아래 File Processor 글의 내용을 두 문장으로 요약하세요.

# 본문 글:
■ ■ ■ ■ ■
# File Processor
1. pdf 파일을 읽어서 chunking 작업을 수행
2. 저장된 chunk들에 대해 embedding 작업을 수행
3. embedding 된 내용을 vector store (opensearch)에 저장


## 0. Prerequisites

In [None]:
%load_ext autoreload
%autoreload 2
%pip install ipywidgets

### 1. PDF 처리 후 Chunking

In [None]:
from pathlib import Path

input_file = 'data/bedrock-ug.pdf'
chunk_size = 1000
start_page = 15

# Additional Parameters for Contextual Retrieval
add_contextual = True
document_size = 20000

document_name = Path(input_file).resolve().stem
document_name

#### Split Document into chunked format

In [None]:
from helpers.document_helper import DocumentHelper

chunked_document = DocumentHelper.split(full_text=DocumentHelper.load_pdf(input_file, start_page=start_page), chunk_size=chunk_size, max_document_length=document_size if add_contextual else -1)

# save result into json file
output_file = f"output/{document_name}_{chunk_size}{"_situated" if add_contextual else ""}_chunks.json"

import json
with open(output_file, 'w', encoding='utf-8') as f:
    json.dump(chunked_document, f, ensure_ascii=False, indent=2)
    print(f"Chunks saved to {output_file}")



### 2. Progress Embedding

### 2-0. Load Requirement

In [None]:
from libs.bedrock_service import BedrockService
from libs.opensearch_service import OpensearchService

from config import Config
config = Config.load()
config.__dict__


In [None]:
bedrock_service = BedrockService(config.aws.region, config.aws.profile, config.bedrock.retries, config.bedrock.embed_model_id, config.bedrock.model_id, config.model.max_tokens, config.model.temperature, config.model.top_p)
opensearch_service = OpensearchService(config.aws.region, config.aws.profile, config.opensearch.prefix, config.opensearch.domain_name, config.opensearch.document_name, config.opensearch.user, config.opensearch.password)


### 2-1. Situate Document

In [None]:
temperature = 0.0
top_p = 0.5

In [None]:
import json
import time
from tqdm.notebook import tqdm

if add_contextual:
    chunked_file = f"output/{document_name}_{chunk_size}{"_situated" if add_contextual else ""}_chunks.json"
■ ■ ■ ■ ■
# 제시 자료:
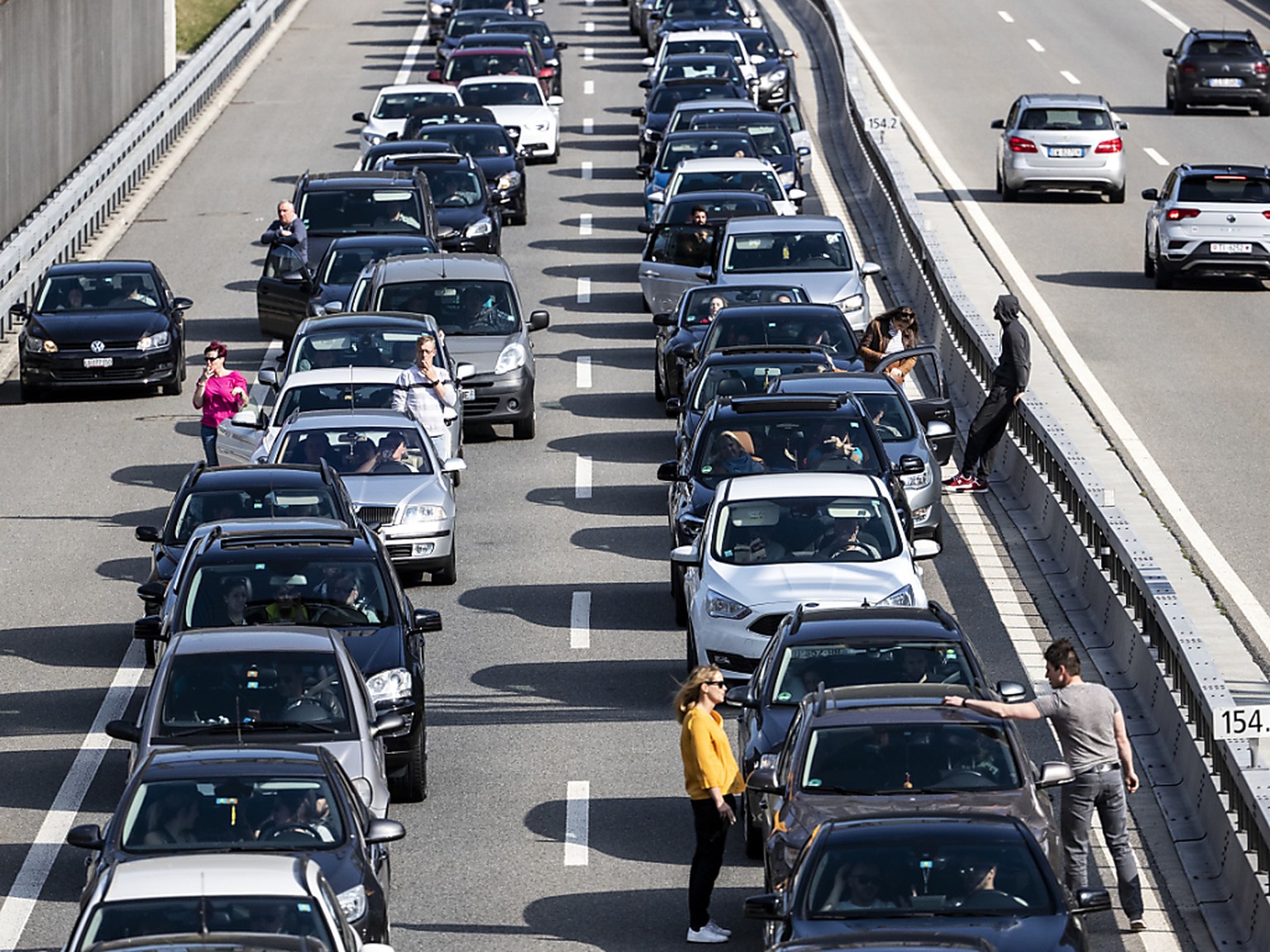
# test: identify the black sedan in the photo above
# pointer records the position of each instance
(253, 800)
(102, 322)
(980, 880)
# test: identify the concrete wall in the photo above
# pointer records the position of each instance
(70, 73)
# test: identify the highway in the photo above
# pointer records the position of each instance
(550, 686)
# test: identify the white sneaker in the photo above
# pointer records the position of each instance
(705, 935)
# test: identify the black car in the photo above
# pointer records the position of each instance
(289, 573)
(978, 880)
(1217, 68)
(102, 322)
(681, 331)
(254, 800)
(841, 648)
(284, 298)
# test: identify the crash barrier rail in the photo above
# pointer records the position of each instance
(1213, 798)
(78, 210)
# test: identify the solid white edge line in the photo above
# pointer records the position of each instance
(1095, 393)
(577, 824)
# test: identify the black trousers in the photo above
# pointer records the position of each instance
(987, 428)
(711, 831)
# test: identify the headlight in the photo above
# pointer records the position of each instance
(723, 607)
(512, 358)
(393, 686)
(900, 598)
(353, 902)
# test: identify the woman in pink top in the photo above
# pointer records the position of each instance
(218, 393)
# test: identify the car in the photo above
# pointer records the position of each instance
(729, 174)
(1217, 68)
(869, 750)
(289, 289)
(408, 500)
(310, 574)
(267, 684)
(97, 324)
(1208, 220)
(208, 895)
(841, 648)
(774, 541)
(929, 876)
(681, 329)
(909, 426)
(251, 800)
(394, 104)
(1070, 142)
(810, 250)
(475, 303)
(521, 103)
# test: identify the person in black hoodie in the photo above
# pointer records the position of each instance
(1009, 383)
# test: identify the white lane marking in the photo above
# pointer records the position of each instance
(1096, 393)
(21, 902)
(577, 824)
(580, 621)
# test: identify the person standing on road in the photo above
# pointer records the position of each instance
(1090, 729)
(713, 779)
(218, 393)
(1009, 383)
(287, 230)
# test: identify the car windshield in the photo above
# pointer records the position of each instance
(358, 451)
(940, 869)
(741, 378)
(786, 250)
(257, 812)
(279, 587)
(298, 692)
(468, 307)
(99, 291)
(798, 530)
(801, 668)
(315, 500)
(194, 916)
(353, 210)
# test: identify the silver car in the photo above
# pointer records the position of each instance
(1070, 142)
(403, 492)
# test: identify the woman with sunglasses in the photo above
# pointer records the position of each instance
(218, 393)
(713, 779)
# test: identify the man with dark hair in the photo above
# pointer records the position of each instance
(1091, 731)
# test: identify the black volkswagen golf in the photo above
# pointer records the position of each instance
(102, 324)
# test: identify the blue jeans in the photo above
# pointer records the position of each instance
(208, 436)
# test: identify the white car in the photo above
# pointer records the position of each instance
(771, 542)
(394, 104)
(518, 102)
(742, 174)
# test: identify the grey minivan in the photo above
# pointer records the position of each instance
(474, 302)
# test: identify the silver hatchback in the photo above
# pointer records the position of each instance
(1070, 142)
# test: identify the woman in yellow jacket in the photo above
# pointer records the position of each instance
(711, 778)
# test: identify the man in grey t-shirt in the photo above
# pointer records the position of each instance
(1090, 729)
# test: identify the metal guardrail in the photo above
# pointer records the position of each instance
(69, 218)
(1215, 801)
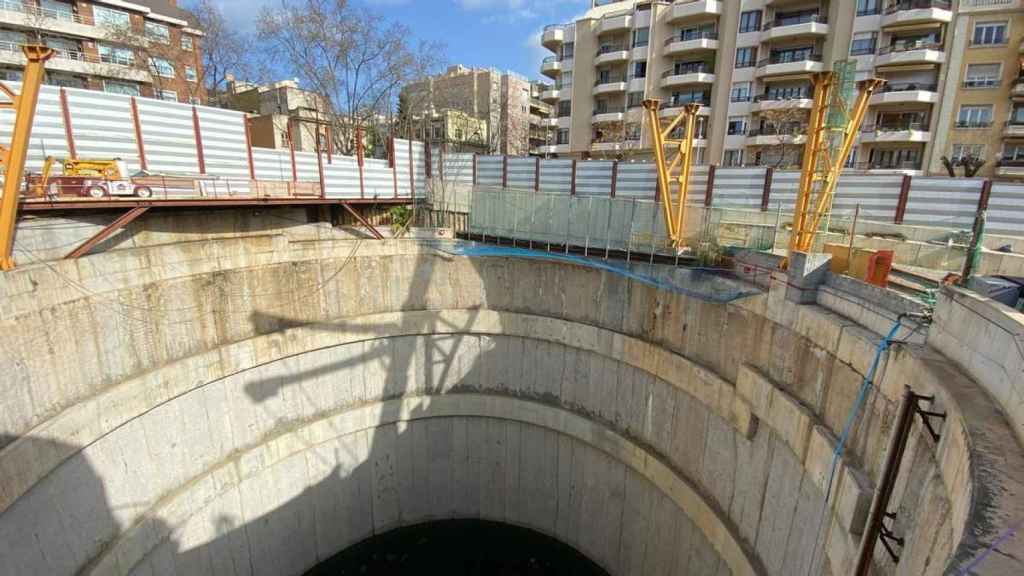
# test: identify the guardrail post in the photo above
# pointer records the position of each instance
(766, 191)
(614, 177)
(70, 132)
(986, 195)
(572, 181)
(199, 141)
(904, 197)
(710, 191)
■ ■ ■ ■ ■
# 작성 답변:
이 글은 PDF 파일을 읽어 chunking 작업을 하고, 저장된 chunk들에 embedding 작업을 수행한 뒤, 그 결과를 vector store인 opensearch에 저장하는 과정을 다룹니다. 코드에서는 data/bedrock-ug.pdf 파일을 15페이지부터 불러와 chunk 크기 1000으로 나눈 결과를 JSON 파일로 저장하고, 설정을 불러와 BedrockService와 OpensearchService를 생성합니다.